--- start Data supplied ---

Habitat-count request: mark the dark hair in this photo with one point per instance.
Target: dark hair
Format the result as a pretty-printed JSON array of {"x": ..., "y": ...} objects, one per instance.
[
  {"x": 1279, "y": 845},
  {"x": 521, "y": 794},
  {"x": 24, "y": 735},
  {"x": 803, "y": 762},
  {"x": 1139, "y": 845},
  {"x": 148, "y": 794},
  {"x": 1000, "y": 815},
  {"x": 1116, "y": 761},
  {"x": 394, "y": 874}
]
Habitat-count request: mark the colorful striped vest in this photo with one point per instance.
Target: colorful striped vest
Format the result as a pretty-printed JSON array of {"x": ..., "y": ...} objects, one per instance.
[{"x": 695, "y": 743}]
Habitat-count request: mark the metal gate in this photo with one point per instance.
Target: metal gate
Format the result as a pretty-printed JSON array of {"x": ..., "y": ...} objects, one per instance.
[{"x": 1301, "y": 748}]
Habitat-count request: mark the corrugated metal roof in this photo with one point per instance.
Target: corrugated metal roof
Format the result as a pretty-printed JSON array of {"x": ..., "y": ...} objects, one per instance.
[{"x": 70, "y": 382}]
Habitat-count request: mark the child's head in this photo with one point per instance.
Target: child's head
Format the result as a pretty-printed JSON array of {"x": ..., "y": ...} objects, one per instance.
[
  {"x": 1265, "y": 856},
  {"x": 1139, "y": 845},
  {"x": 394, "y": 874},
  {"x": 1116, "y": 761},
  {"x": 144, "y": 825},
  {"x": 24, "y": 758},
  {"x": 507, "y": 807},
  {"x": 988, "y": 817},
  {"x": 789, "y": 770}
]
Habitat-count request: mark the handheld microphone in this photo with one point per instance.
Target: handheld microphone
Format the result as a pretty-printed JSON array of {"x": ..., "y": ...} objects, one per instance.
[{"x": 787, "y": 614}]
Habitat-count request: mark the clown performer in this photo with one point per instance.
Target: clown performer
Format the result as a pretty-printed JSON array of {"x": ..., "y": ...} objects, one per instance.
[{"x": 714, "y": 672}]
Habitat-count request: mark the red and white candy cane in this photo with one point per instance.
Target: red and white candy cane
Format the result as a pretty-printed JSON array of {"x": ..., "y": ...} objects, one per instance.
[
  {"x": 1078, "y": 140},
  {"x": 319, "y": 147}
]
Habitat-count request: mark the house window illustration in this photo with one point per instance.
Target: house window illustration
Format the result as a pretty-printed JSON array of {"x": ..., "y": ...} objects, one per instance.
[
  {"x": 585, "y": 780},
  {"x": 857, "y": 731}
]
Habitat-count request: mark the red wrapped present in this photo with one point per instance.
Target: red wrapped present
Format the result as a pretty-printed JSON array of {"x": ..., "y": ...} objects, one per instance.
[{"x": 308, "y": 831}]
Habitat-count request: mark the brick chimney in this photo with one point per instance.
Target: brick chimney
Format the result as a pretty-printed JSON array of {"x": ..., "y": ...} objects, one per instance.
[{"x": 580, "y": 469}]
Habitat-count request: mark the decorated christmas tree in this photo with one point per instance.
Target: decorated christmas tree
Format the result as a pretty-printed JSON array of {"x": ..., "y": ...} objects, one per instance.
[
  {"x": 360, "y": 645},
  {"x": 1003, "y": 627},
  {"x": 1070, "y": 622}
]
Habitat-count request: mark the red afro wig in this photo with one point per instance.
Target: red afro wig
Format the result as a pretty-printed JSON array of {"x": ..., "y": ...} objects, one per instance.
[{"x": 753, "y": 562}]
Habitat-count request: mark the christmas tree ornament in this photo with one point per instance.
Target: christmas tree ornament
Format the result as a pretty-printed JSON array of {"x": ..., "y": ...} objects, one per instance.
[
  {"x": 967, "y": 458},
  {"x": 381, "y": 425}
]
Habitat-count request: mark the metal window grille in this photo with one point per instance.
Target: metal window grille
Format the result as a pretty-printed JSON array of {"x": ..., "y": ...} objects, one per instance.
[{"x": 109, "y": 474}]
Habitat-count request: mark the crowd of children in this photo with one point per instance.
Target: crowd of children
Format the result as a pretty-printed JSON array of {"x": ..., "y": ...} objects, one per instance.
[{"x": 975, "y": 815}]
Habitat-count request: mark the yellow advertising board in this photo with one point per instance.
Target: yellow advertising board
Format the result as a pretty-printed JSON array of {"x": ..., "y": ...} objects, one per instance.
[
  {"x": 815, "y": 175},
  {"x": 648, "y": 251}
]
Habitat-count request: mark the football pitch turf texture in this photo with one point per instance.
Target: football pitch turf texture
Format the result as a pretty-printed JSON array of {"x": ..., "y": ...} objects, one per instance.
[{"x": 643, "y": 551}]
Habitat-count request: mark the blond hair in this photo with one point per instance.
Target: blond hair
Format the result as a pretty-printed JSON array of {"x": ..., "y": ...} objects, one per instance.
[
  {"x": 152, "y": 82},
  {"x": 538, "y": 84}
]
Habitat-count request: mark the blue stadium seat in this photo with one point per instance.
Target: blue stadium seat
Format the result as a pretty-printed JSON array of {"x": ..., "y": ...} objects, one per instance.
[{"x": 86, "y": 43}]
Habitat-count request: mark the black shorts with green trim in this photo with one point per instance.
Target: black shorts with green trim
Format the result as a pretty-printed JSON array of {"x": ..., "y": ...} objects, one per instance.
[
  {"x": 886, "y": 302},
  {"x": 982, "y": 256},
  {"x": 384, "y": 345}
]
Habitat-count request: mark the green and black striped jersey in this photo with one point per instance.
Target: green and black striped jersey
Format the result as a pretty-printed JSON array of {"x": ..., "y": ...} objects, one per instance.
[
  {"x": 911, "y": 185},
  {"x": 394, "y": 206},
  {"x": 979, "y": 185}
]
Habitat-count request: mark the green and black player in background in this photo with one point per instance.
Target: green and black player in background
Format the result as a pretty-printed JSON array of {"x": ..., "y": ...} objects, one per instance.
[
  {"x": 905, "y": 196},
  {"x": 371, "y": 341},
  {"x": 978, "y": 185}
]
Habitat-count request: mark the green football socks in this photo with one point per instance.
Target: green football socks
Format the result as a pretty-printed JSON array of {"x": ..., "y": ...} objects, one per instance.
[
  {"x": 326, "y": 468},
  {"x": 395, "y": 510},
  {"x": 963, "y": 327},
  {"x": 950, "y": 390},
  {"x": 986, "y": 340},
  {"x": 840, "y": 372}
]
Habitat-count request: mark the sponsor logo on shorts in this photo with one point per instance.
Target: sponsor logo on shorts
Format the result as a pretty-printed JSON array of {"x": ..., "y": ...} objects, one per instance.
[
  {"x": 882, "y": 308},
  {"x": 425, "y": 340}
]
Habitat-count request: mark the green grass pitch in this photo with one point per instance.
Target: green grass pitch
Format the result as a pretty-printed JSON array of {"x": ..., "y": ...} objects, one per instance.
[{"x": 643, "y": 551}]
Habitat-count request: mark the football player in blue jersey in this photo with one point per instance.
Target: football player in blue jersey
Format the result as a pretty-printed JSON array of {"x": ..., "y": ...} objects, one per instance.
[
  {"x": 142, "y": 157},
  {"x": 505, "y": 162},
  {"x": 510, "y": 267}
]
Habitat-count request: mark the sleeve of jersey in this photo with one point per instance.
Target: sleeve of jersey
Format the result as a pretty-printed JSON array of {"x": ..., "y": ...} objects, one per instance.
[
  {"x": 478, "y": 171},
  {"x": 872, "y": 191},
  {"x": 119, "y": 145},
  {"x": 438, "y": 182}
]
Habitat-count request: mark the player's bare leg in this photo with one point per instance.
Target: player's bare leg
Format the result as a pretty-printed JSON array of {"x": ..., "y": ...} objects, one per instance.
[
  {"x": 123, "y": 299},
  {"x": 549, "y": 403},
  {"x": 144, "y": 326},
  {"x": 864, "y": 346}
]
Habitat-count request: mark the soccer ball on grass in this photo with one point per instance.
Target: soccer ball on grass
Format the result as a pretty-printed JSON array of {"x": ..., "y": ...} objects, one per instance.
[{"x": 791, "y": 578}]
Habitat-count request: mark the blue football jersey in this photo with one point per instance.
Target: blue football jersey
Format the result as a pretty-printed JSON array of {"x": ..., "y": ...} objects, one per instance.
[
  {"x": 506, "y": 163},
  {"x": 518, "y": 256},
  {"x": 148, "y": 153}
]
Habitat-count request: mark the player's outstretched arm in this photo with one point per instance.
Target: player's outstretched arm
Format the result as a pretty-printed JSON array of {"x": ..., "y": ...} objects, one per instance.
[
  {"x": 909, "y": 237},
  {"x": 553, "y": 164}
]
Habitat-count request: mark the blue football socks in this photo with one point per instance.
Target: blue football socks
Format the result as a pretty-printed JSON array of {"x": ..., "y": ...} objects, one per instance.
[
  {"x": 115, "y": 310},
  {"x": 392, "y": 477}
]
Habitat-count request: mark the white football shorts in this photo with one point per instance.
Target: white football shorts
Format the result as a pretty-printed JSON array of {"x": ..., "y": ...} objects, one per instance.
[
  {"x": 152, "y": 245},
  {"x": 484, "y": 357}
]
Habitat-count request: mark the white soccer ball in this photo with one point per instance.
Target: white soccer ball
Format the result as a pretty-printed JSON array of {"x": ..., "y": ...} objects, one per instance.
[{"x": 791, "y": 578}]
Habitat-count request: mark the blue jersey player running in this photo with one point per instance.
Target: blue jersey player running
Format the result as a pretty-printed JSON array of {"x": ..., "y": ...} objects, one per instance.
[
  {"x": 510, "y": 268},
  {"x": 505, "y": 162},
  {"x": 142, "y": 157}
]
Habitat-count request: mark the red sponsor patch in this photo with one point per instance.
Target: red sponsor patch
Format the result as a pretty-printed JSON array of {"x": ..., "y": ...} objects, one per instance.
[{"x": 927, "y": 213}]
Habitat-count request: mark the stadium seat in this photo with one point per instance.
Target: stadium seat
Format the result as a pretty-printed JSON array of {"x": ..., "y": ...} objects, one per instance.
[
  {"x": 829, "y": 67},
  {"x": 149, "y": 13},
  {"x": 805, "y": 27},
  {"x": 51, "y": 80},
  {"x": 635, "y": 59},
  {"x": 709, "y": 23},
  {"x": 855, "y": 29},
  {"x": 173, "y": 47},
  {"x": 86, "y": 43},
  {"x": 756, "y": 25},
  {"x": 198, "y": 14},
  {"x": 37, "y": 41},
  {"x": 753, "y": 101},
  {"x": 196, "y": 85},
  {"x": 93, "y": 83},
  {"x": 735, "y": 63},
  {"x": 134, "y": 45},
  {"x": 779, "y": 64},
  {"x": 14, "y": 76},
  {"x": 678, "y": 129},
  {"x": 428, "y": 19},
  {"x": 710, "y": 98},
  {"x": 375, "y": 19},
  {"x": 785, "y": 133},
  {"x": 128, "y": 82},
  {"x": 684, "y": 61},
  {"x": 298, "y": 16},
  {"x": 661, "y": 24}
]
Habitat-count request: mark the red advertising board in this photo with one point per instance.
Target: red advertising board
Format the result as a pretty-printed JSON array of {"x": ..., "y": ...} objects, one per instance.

--- end Data supplied ---

◆ **Requirements**
Print exactly the lines above, starting at the line that contains "Habitat-count request: mark the red sponsor" and ending with the last line of the records, both included.

◆ **Solution below**
Habitat-count request: mark the red sponsor patch in this photo with one point per instance.
Target: red sponsor patch
Format the result as a pretty-printed JSON array of {"x": ..., "y": ...} objects, one per instance.
[{"x": 927, "y": 213}]
Habitat-count request: mark the stadium seat in this photo with one point per instance.
Target: stadium seat
Format the result as a pretty-printed JSON array of {"x": ..., "y": ...} objects, one per instance.
[
  {"x": 829, "y": 67},
  {"x": 149, "y": 13},
  {"x": 805, "y": 27},
  {"x": 51, "y": 80},
  {"x": 635, "y": 59},
  {"x": 709, "y": 23},
  {"x": 855, "y": 29},
  {"x": 173, "y": 47},
  {"x": 86, "y": 43},
  {"x": 756, "y": 25},
  {"x": 198, "y": 14},
  {"x": 37, "y": 41},
  {"x": 753, "y": 101},
  {"x": 196, "y": 85},
  {"x": 93, "y": 83},
  {"x": 735, "y": 63},
  {"x": 134, "y": 45},
  {"x": 779, "y": 64},
  {"x": 14, "y": 76},
  {"x": 678, "y": 129},
  {"x": 428, "y": 19},
  {"x": 710, "y": 98},
  {"x": 375, "y": 19},
  {"x": 785, "y": 133},
  {"x": 128, "y": 82},
  {"x": 684, "y": 61},
  {"x": 298, "y": 16},
  {"x": 661, "y": 24}
]
Habitat-count request: mark the red advertising board in this photo with one point per instance.
Target: red advertising board
Format the result as a pretty-printed JSON array of {"x": ..., "y": ...} objects, one per instance.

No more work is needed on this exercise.